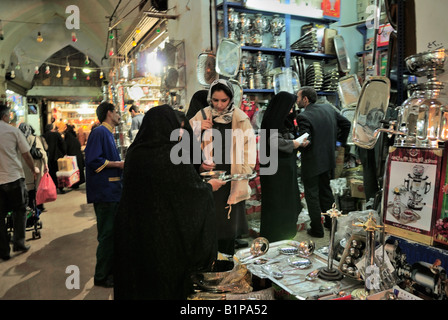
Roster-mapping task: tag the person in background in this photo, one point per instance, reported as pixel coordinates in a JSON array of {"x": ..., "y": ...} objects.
[
  {"x": 197, "y": 102},
  {"x": 104, "y": 169},
  {"x": 280, "y": 195},
  {"x": 13, "y": 195},
  {"x": 325, "y": 127},
  {"x": 165, "y": 227},
  {"x": 31, "y": 183},
  {"x": 74, "y": 149},
  {"x": 82, "y": 136},
  {"x": 56, "y": 150},
  {"x": 137, "y": 119},
  {"x": 222, "y": 116}
]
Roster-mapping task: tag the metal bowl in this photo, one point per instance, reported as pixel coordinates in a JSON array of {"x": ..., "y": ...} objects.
[
  {"x": 211, "y": 280},
  {"x": 427, "y": 63}
]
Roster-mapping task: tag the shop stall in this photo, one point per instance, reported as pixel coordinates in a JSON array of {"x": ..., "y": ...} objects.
[{"x": 393, "y": 248}]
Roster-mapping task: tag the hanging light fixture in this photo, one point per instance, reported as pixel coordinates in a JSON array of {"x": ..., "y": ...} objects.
[{"x": 2, "y": 35}]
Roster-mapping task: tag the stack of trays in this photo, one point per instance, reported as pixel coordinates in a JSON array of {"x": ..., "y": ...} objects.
[
  {"x": 307, "y": 42},
  {"x": 315, "y": 76},
  {"x": 331, "y": 78}
]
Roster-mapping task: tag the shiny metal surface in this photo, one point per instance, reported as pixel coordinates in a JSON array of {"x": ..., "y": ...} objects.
[
  {"x": 428, "y": 63},
  {"x": 228, "y": 58},
  {"x": 341, "y": 52},
  {"x": 370, "y": 111}
]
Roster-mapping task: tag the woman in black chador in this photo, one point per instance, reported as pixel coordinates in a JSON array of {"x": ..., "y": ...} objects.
[
  {"x": 165, "y": 227},
  {"x": 280, "y": 195}
]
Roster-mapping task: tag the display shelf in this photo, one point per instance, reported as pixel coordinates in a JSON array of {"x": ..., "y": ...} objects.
[
  {"x": 291, "y": 21},
  {"x": 242, "y": 8},
  {"x": 359, "y": 54}
]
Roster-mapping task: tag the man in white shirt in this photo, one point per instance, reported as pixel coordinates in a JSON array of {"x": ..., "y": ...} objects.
[{"x": 13, "y": 194}]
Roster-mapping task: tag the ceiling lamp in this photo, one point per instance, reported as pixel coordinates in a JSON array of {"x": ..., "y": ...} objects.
[{"x": 2, "y": 34}]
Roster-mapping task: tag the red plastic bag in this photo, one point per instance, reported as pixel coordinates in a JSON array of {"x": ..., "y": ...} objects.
[{"x": 46, "y": 192}]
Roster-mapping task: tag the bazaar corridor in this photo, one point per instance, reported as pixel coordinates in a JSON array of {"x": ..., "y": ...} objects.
[{"x": 68, "y": 238}]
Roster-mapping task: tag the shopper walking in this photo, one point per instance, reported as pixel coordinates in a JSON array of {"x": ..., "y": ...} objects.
[
  {"x": 56, "y": 150},
  {"x": 74, "y": 149},
  {"x": 104, "y": 186},
  {"x": 165, "y": 228},
  {"x": 237, "y": 156},
  {"x": 197, "y": 103},
  {"x": 280, "y": 195},
  {"x": 42, "y": 163},
  {"x": 325, "y": 127},
  {"x": 13, "y": 195}
]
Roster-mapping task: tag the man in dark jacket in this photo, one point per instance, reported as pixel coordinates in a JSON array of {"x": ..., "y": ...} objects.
[{"x": 325, "y": 127}]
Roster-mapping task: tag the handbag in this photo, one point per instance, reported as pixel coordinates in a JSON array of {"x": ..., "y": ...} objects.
[
  {"x": 46, "y": 191},
  {"x": 35, "y": 153}
]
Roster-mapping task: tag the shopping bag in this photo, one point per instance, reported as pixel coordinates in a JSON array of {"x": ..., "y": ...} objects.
[{"x": 46, "y": 191}]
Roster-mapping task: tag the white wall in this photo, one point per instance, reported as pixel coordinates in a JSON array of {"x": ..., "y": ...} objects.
[
  {"x": 192, "y": 26},
  {"x": 432, "y": 27}
]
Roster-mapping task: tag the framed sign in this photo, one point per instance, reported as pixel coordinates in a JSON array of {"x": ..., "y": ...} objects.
[{"x": 411, "y": 192}]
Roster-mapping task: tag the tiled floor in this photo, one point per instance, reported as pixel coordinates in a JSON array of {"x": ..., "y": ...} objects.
[{"x": 66, "y": 248}]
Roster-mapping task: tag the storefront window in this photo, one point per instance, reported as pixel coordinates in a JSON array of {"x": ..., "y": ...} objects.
[{"x": 18, "y": 109}]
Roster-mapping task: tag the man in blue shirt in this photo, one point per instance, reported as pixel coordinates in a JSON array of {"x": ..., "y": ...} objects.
[
  {"x": 137, "y": 119},
  {"x": 104, "y": 169}
]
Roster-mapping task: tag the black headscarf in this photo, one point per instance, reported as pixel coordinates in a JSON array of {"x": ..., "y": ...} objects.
[
  {"x": 277, "y": 115},
  {"x": 165, "y": 227},
  {"x": 198, "y": 102}
]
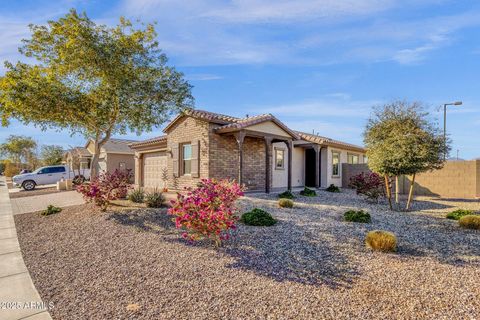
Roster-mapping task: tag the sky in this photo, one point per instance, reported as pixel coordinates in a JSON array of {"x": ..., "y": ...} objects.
[{"x": 317, "y": 65}]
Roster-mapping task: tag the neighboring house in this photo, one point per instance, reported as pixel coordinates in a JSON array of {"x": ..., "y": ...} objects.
[
  {"x": 260, "y": 152},
  {"x": 114, "y": 154}
]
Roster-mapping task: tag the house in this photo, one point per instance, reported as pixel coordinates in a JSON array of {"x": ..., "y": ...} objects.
[
  {"x": 259, "y": 151},
  {"x": 114, "y": 154}
]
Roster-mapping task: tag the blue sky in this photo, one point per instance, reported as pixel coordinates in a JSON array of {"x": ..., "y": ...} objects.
[{"x": 317, "y": 65}]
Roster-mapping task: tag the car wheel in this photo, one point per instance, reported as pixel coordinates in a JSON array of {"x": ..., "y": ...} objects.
[
  {"x": 79, "y": 180},
  {"x": 28, "y": 185}
]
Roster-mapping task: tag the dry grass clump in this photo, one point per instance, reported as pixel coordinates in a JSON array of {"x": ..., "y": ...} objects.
[
  {"x": 381, "y": 241},
  {"x": 285, "y": 203},
  {"x": 470, "y": 222}
]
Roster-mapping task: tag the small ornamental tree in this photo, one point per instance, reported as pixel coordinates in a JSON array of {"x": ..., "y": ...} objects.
[
  {"x": 106, "y": 187},
  {"x": 401, "y": 140},
  {"x": 207, "y": 211},
  {"x": 92, "y": 79}
]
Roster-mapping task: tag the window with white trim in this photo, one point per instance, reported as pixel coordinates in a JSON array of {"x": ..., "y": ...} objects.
[
  {"x": 353, "y": 158},
  {"x": 187, "y": 158},
  {"x": 279, "y": 158},
  {"x": 335, "y": 163}
]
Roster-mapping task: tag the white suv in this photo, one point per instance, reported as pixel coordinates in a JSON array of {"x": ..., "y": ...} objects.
[{"x": 48, "y": 175}]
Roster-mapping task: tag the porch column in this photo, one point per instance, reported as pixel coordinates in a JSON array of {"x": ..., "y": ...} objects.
[
  {"x": 317, "y": 165},
  {"x": 268, "y": 162},
  {"x": 240, "y": 137},
  {"x": 138, "y": 169},
  {"x": 290, "y": 160}
]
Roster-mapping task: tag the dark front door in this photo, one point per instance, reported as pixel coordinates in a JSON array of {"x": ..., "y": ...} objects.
[{"x": 310, "y": 160}]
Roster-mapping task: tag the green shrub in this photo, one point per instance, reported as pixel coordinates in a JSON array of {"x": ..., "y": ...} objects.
● ● ●
TASK TO CARRY OUT:
Return every record above exactly as written, but drop the pictures.

ANSWER BOX:
Roster-mapping task: tag the person in background in this photo, one point per instance, reported as pixel coordinates in a JSON array of {"x": ..., "y": ...} objects.
[
  {"x": 197, "y": 102},
  {"x": 104, "y": 169},
  {"x": 280, "y": 195},
  {"x": 13, "y": 195},
  {"x": 325, "y": 127},
  {"x": 165, "y": 227},
  {"x": 31, "y": 183},
  {"x": 74, "y": 149},
  {"x": 82, "y": 136},
  {"x": 56, "y": 150},
  {"x": 137, "y": 119},
  {"x": 222, "y": 116}
]
Roster-mapping task: tag the metal bowl in this photo, one point per instance, reported as pixel coordinates in a JSON array of {"x": ..., "y": ...} objects.
[
  {"x": 211, "y": 280},
  {"x": 427, "y": 63}
]
Roster-mapping task: tag the shop stall in this photo, one point per instance, reported as pixel coordinates in a JSON array of {"x": ..., "y": ...} objects.
[{"x": 393, "y": 248}]
Roster-mapping task: tag the hanging light fixture in this photo, one point per instance, reported as pixel coordinates in a JSON array of {"x": ..., "y": ...} objects.
[{"x": 2, "y": 35}]
Roster-mapping task: tag the stack of trays in this photo, one point per instance, reported as pixel coordinates in a JSON array of {"x": ..., "y": ...} objects.
[
  {"x": 307, "y": 42},
  {"x": 315, "y": 76},
  {"x": 331, "y": 78}
]
Roster-mapping task: tag the shiny metal surface in this photo, one point per instance, reported as pixel coordinates in a JSON array of {"x": ..., "y": ...} objects.
[
  {"x": 428, "y": 63},
  {"x": 228, "y": 58},
  {"x": 341, "y": 52},
  {"x": 370, "y": 111}
]
Roster-mapping task: tag the woman in black chador in this photo, one point per instance, reported as pixel coordinates in a JSON array of {"x": ..., "y": ...} objects.
[
  {"x": 165, "y": 227},
  {"x": 280, "y": 195}
]
Roster-mapping task: tag the display shelf in this photo, one point per instance, reported as pixel coordinates in a JSON array of {"x": ..., "y": ...} objects.
[
  {"x": 291, "y": 21},
  {"x": 242, "y": 8},
  {"x": 359, "y": 54}
]
Roster-mapping task: tag the man in white shirt in this photo, one point per instance, reported as pixel coordinates in a JSON array of {"x": ..., "y": ...} objects.
[{"x": 13, "y": 194}]
Roster-mapping task: tag the ceiling lamp in this photo, one point per instance, reported as pixel coordinates in a JSON array of {"x": ..., "y": ...} objects.
[{"x": 2, "y": 34}]
Roster-mapping task: tag the red plastic bag in this photo, one point per instance, reported as pixel coordinates in a JSON array of {"x": ..., "y": ...} objects.
[{"x": 46, "y": 192}]
Roster-mapping task: tag the bazaar corridor in this photo, one point per instance, reported as pixel coordinates in a JSON array of {"x": ..., "y": ...} objects.
[{"x": 68, "y": 238}]
Roster-mapping task: tag the shopper walking in this photo, one point per instance, reported as pixel coordinates in a JSON array of {"x": ..., "y": ...} objects.
[
  {"x": 56, "y": 150},
  {"x": 74, "y": 149},
  {"x": 104, "y": 186},
  {"x": 165, "y": 228},
  {"x": 237, "y": 156},
  {"x": 197, "y": 103},
  {"x": 280, "y": 195},
  {"x": 42, "y": 163},
  {"x": 325, "y": 127},
  {"x": 13, "y": 195}
]
Roster-mapping task: tag the man in dark jacket in this photo, one point per instance, reported as pixel coordinates in a JSON array of {"x": ..., "y": ...} objects.
[{"x": 325, "y": 127}]
Roster-mapping task: tag the handbag in this photo, one point per instance, reported as pixel coordinates in a JSON array of {"x": ..., "y": ...} objects.
[
  {"x": 46, "y": 191},
  {"x": 35, "y": 153}
]
Roster-mapping task: tag the shopping bag in this photo, one point per instance, reported as pixel coordinates in a JSON array of {"x": ..., "y": ...} objects.
[{"x": 46, "y": 191}]
Roster-mapping task: tag the white wall in this photo, one point per instance, reported as pixel coordinates in a JSON array of {"x": ..., "y": ...} objects.
[
  {"x": 192, "y": 26},
  {"x": 432, "y": 27}
]
Roster-mapping task: tag the framed sign in this photo, one point per instance, reported as pixel coordinates in a JSON array of {"x": ..., "y": ...} objects.
[{"x": 411, "y": 192}]
Roster-mapping task: tag the tiled floor in this photo, one point per instance, reported as pixel coordinates in a JSON array of {"x": ..., "y": ...} objects.
[{"x": 66, "y": 248}]
Roster-mapping task: tag the storefront window in this photo, one point per instance, reported as pixel coordinates in a JSON array of {"x": ..., "y": ...} objects.
[{"x": 18, "y": 109}]
Roster-mapping task: tag the man in blue shirt in this photo, one point per instance, reported as pixel coordinates in a JSON array of {"x": ..., "y": ...} objects.
[
  {"x": 137, "y": 119},
  {"x": 104, "y": 169}
]
Roster-mapping task: tag the black headscarf in this photo, one point per instance, reported as pixel coordinates in a JSON array of {"x": ..., "y": ...} objects.
[
  {"x": 277, "y": 115},
  {"x": 165, "y": 227},
  {"x": 198, "y": 102}
]
Roster-mapping task: tag the sky in this photo, one point per instance, reported as pixel coordinates in a JSON array of {"x": ..., "y": ...} objects.
[{"x": 317, "y": 65}]
Roster-mapping task: tag the neighboring house in this photo, one point per instance, reported as pixel coordinates in a JSON array of {"x": ..., "y": ...} objects.
[
  {"x": 260, "y": 152},
  {"x": 114, "y": 154}
]
Roster-mapping task: tag the house in this photo, one point per instance, reported as pixel coordinates in a JSON array of {"x": ..., "y": ...} objects.
[
  {"x": 259, "y": 151},
  {"x": 114, "y": 154}
]
Roster-mapping task: tag the blue sky in this photo, one point per instance, reported as pixel coordinates in a JSON array of {"x": ..., "y": ...} objects.
[{"x": 317, "y": 65}]
Roster-mapping task: tag the car wheel in this photo, one point per instance, reported as pixel coordinates in a JSON array of {"x": ..., "y": ...} objects.
[
  {"x": 79, "y": 180},
  {"x": 28, "y": 185}
]
Roster-mapping task: tag the dry grass clump in this photo, one point per instance, reported as pixel coordinates in a JSON array of {"x": ..., "y": ...} objects.
[
  {"x": 381, "y": 241},
  {"x": 285, "y": 203},
  {"x": 470, "y": 222}
]
Roster-mapping task: tag the small ornamental tree in this photo, one point per instance, reported as pixel coordinates in a JSON array of {"x": ..., "y": ...} objects.
[
  {"x": 106, "y": 187},
  {"x": 401, "y": 140},
  {"x": 207, "y": 211},
  {"x": 92, "y": 79}
]
Roster-mapping task: tag the window with white trim in this photo, one point per instance, reported as pixel coordinates in a JSON array of {"x": ..., "y": ...} objects.
[
  {"x": 353, "y": 158},
  {"x": 187, "y": 158},
  {"x": 279, "y": 158},
  {"x": 335, "y": 163}
]
Roster-mapping task: tag the white suv in this photo, one point per instance, reported as pixel coordinates in a JSON array of {"x": ..., "y": ...} objects.
[{"x": 48, "y": 175}]
Roster-mapping task: tag the porch column in this photo, one point per instance, reported as pixel coordinates in a JSON array of {"x": ..., "y": ...} objects.
[
  {"x": 317, "y": 165},
  {"x": 268, "y": 162},
  {"x": 240, "y": 137},
  {"x": 138, "y": 169},
  {"x": 290, "y": 160}
]
Roster-mapping task: tag the dark front door in this photo, one point per instance, reported as pixel coordinates in a JSON array of {"x": ..., "y": ...} objects.
[{"x": 310, "y": 160}]
Roster-mapping task: tag the green shrub in this photo, one point per instance, reported as pixel coordinates in a JSON array of {"x": ..., "y": ...} objects.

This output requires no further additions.